Arrange the material below as a Markdown table with two columns, "Row" and "Line text", giving each nonblank line its own numbered row and skipping any blank lines. Leave the pictures out of the table.
----- RECORD EXTRACTS
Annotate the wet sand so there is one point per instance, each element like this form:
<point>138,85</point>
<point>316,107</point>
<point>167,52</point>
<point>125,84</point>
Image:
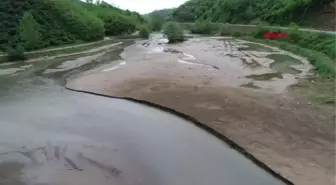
----------
* **EXERCISE RESPONSE**
| Row | Line text |
|---|---|
| 1 | Annotate the wet sand so there is one point per instance, each element like this form: |
| 2 | <point>138,85</point> |
| 3 | <point>316,107</point> |
| 4 | <point>167,52</point> |
| 5 | <point>125,84</point> |
| 6 | Image: |